- **EXERCISE AIM**:
Return every line of the listing that contains the word "blue", treating uppercase and lowercase as distinct.

Pointing data excerpts:
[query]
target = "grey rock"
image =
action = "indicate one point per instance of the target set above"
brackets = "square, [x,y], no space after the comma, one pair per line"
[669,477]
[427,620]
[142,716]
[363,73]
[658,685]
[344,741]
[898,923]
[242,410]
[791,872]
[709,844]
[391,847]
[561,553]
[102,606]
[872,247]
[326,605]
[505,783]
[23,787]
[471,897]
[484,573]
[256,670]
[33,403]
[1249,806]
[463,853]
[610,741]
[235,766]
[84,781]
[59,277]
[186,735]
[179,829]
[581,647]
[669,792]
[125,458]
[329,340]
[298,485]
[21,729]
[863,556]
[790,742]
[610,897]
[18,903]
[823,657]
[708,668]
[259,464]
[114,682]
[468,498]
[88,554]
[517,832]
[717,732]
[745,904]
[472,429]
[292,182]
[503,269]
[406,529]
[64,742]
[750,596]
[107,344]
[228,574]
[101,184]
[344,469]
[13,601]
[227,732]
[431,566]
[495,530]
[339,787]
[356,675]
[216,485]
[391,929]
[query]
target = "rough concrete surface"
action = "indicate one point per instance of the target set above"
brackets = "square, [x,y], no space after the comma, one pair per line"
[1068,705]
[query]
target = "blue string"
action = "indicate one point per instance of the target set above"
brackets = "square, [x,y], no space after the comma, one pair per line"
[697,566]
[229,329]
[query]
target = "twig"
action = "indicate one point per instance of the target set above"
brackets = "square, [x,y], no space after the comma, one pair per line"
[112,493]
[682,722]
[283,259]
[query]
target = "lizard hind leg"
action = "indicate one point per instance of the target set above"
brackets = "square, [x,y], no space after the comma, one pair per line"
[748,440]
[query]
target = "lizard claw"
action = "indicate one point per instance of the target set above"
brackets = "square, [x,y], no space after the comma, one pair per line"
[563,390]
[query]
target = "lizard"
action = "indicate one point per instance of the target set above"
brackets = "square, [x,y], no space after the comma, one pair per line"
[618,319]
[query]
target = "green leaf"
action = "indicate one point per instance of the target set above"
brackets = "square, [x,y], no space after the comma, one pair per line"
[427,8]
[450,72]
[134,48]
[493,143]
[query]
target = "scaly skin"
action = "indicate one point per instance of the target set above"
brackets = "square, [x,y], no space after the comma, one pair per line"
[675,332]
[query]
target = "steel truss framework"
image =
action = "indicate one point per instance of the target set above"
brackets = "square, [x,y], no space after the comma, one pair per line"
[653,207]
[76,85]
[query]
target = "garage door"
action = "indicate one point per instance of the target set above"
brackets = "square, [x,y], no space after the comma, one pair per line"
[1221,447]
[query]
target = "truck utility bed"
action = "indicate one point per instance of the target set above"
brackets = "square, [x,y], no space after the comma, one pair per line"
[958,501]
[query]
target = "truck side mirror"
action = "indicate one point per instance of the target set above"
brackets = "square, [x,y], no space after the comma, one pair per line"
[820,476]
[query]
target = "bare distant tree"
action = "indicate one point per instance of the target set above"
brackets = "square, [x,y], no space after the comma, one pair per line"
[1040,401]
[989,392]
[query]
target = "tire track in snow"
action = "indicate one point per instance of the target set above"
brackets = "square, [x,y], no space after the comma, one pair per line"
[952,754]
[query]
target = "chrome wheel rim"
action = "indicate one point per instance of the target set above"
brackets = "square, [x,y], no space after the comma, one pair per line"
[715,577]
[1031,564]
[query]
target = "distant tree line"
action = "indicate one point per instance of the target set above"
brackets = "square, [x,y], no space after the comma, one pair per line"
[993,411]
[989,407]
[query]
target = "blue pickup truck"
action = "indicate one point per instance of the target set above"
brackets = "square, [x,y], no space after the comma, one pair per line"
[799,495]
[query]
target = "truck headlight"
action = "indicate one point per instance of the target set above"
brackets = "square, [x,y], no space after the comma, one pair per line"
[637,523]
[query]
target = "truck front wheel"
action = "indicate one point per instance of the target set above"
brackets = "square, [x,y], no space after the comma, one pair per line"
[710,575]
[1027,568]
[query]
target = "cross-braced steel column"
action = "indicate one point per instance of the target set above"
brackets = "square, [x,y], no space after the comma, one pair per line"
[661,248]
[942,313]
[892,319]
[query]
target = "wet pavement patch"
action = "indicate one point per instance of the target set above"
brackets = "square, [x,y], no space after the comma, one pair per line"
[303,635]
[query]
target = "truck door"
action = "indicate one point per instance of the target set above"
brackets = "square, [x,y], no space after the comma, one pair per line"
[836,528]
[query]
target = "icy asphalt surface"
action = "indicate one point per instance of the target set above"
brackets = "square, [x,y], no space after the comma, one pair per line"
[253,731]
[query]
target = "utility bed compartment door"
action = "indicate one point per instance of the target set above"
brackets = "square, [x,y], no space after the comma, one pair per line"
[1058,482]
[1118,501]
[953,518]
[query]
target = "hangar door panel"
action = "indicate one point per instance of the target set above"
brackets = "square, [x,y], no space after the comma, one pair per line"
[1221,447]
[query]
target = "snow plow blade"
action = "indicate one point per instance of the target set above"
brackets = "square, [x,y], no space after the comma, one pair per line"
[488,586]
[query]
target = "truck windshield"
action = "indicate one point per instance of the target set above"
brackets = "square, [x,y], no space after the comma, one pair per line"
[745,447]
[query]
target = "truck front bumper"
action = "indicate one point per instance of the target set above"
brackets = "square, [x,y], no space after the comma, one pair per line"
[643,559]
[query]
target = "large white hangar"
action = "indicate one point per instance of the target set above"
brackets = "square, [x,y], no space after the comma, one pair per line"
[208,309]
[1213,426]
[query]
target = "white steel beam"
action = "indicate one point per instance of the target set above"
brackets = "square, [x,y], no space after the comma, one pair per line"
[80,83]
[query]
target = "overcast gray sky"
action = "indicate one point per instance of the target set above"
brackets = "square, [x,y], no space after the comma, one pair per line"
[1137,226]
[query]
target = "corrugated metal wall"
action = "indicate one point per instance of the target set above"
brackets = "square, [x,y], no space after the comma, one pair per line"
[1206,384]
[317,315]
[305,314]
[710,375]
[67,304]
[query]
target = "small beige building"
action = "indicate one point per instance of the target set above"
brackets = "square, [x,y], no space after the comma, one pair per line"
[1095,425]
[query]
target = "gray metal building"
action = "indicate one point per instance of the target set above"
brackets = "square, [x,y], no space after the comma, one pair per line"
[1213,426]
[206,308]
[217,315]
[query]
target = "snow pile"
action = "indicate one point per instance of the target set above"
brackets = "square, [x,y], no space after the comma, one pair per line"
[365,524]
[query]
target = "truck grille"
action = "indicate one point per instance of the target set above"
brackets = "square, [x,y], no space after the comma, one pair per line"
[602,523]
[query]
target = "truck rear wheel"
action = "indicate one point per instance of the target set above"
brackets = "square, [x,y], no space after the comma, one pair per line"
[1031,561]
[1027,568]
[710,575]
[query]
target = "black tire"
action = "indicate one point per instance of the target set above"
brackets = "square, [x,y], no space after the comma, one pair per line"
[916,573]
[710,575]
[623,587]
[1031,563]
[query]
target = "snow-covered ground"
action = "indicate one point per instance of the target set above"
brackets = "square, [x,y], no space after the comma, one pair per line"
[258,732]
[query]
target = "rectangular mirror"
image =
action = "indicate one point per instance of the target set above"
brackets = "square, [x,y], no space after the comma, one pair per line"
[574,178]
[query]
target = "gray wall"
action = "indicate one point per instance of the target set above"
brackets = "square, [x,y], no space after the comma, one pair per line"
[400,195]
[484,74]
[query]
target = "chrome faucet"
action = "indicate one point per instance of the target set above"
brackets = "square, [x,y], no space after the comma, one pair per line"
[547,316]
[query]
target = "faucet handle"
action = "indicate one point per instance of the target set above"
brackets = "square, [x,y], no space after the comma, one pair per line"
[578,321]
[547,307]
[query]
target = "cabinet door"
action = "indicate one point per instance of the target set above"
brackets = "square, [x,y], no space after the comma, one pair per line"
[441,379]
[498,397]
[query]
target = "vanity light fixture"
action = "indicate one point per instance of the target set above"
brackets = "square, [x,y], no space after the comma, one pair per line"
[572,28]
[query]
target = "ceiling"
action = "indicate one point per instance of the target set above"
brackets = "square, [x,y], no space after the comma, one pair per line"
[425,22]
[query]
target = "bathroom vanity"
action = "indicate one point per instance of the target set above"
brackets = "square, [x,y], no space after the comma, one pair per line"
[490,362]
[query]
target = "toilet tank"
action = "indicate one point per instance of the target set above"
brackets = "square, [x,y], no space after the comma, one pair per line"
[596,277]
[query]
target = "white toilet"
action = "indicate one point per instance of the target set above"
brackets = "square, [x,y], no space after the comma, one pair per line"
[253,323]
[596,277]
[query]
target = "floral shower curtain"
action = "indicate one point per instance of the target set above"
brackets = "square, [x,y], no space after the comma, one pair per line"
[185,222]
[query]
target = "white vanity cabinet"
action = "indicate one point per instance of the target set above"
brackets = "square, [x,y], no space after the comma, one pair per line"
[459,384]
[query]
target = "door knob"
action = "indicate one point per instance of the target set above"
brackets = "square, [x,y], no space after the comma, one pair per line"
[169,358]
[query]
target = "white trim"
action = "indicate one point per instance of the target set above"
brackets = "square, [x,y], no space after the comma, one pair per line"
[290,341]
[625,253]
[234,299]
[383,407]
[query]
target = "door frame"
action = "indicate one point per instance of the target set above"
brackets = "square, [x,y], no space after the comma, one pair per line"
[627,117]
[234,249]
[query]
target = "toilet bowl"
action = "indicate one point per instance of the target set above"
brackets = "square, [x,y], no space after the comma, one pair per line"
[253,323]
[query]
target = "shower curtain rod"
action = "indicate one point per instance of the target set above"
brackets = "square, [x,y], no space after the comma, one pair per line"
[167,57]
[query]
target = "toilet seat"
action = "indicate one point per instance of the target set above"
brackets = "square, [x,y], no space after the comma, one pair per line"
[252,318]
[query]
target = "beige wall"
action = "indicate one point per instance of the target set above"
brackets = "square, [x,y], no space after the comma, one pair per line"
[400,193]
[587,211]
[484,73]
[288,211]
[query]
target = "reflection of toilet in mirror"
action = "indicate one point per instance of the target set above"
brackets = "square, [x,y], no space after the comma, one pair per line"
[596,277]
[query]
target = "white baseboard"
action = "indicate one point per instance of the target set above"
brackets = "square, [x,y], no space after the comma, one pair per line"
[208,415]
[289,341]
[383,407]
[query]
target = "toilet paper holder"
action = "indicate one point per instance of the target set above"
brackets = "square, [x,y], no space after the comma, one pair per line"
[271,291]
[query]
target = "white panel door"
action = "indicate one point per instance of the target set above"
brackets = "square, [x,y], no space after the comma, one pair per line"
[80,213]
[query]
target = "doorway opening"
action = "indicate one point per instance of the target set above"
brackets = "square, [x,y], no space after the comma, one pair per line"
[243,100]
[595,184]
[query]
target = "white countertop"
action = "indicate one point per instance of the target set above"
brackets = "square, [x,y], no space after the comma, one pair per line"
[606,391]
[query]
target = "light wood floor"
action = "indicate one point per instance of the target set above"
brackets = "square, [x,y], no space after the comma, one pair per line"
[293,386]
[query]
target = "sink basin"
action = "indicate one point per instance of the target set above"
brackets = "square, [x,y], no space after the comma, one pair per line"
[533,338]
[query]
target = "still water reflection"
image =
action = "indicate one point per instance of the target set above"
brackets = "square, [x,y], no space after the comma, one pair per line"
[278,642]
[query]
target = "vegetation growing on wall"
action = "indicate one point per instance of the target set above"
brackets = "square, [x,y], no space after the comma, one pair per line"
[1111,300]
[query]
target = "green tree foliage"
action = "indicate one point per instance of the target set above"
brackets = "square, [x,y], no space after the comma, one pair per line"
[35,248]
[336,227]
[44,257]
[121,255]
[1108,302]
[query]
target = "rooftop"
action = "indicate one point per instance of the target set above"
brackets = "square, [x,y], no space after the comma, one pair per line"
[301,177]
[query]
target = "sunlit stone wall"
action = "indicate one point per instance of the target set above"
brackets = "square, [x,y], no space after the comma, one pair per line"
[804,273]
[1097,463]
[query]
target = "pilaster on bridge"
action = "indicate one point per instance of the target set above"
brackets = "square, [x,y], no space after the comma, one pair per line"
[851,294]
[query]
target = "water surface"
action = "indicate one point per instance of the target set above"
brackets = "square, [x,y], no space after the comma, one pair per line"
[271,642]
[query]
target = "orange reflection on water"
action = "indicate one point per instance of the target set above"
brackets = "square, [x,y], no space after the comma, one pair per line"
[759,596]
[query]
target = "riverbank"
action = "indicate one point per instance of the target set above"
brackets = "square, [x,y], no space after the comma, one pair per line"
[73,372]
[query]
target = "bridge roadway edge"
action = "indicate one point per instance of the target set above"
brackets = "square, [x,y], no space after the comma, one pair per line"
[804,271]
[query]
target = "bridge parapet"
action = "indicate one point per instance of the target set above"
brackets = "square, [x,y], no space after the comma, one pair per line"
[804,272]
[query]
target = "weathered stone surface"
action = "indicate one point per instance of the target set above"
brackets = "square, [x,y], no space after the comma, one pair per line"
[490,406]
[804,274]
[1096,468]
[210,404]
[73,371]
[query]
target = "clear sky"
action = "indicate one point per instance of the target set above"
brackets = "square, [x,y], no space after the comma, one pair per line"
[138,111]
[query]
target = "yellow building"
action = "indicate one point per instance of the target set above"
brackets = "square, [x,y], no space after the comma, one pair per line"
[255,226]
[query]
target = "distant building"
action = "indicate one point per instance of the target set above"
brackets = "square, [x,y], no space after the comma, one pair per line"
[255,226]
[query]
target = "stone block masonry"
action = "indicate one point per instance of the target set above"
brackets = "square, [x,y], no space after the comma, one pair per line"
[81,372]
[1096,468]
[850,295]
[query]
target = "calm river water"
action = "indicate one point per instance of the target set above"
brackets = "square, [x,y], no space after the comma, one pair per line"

- **OUTPUT OF THE TASK**:
target = "blue string"
target = "blue pickup truck"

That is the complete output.